ACTIONS TO TAKE
A – How would the paragraph in the candidate statement on the bond measure that begins "Governor Schwarzenegger did get his wish" read if shortened to keep only its main facts?
B – In the candidate statement on the bond measure, what does the passage from "If the bond measure is approved, the" to "community college system." say when you swap "local government" for "cities and counties"?

EXCERPT PROVIDED
◇ ◇ ◇

Protecting Local Government

By Keith Carson

Candidate for Supervisor; County of Alameda; Supervisorial District 5

This information is provided by the candidate
Governor Schwarzenegger's $15 Billion Bond Measure Leaves Local Government at Risk
Be careful of what you wish for, you might just get it. My parents and grandparents have told me this since my youth and now it's advice, which should be considered by Governor Schwarzenegger and the residents of California.

It seems like just yesterday the Governor was boasting about brining new ideas to Sacramento, curbing the out of control spending by the legislature, and reducing the Vehicle License Fee (VLF). While the Governor and key decision makers continue to talk about working together, one only needs to look beneath the surface to see the conflicts, which are brewing.

Governor Schwarzenegger did get his wish of cutting the VLF, but he also got the headache of trying to figure out how to replace roughly $4 billion in lost revenue as a result of cutting the fee. According to the legal experts in Sacramento, since the approved budget for this fiscal year included the increased VLF, if the Governor cuts the fee he must replace the lost revenue, which is essential for providing local government services.

The "new idea" to close the projected $38 billion state deficit was to try to issue bonds totaling approximately $15 billion. The Legislature has defeated this proposal. The State's Treasurer, Phil Angelides and others heavily criticized the bond proposal claiming it was fiscally irresponsible. But it's on the ballot anyway.

Bonds are most often used for capital improvement projects such as roads or as investments in areas such as higher education. Issuing bonds to cover our current debt (deficit borrowing) means residents would have nothing tangible after paying off the bonds and interest (which is roughly projected at over $300 million a year), no new roads, no new schools, just a debt that will burden our children and grandchildren. Furthermore, the Governor's super bond proposal will not bring us any closer to a long-term strategy for closing the numerous structural problems within the State budget, which guarantee revenue shortfalls in unless we are in a booming economy.

The women and men on Wall Street were also watching to see if Californians will issue $15 billion in bonds; if the proposal passes it would have had a negative impact on the state's credit rating. Financial institutions such as Standard and Poor's and Moody's look at governmental agencies', revenue streams and current debt when assessing their credit and borrowing power. Currently the State's ratio of debt to the general fund is about 3.6% for the 2003-04 fiscal year, if approved the bonds will push that figure to 6.6%. According to Treasurer Angelides, 6% is considered the maximum percentage of debt that a government can carry while remaining fiscally prudent. In short it will be difficult to finance essential projects in the future like schools, roads and hospitals if the bond measure is approved.

If the bond measure is approved, the legislature will be responsible for identifying funds to pay off the bonds. Historically, the state has cut funding to local government to close their budget deficits. The first look at Governor Schwarzenegger's budget suggests he will do the same.

The Governor's initial proposed cuts include: at 10% cut in the medi-care provider rates, limiting the number of children that can enroll in Health Families program (the state insurance program for youth on working families), reductions in services to the disabled, and cuts to the community college system.

Borrowing money to cover the deficit and cutting essential services to populations in need are not new ideas. In his inauguration speech the Governor said "To those who have no power to those who have dropped out + to those weary and disappointed with politics as usual, I took this oath for you."

It is unclear if the majority of Californians wished for a Governor who is unaware of the impacts of deficit borrowing on our communities, or the impacts of cutting the services which level the playing field by allowing people of all incomes to have a chance of excelling the in California economy, but that is what we got.

◇ ◇ ◇

DATA

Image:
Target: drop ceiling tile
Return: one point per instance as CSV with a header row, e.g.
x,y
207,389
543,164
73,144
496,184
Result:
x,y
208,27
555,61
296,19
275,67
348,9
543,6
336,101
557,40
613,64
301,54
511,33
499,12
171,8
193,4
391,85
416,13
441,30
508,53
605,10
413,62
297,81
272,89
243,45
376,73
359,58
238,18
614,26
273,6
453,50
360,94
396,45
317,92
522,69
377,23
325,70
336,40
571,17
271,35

◇ ◇ ◇

ANSWERS BY ITEM
A – Governor Schwarzenegger cut the VLF as he wished. He now has to find a way to replace roughly $4 billion in lost revenue. According to legal experts in Sacramento, this fiscal year's approved budget included the increased VLF. Cutting the fee therefore requires him to replace that revenue, which is essential for local government services.

B –
If the bond measure is approved, the legislature will be responsible for identifying funds to pay off the bonds. Historically, the state has cut funding to cities and counties to close their budget deficits. The first look at Governor Schwarzenegger's budget suggests he will do the same.

The Governor's initial proposed cuts include: at 10% cut in the medi-care provider rates, limiting the number of children that can enroll in Health Families program (the state insurance program for youth on working families), reductions in services to the disabled, and cuts to the community college system.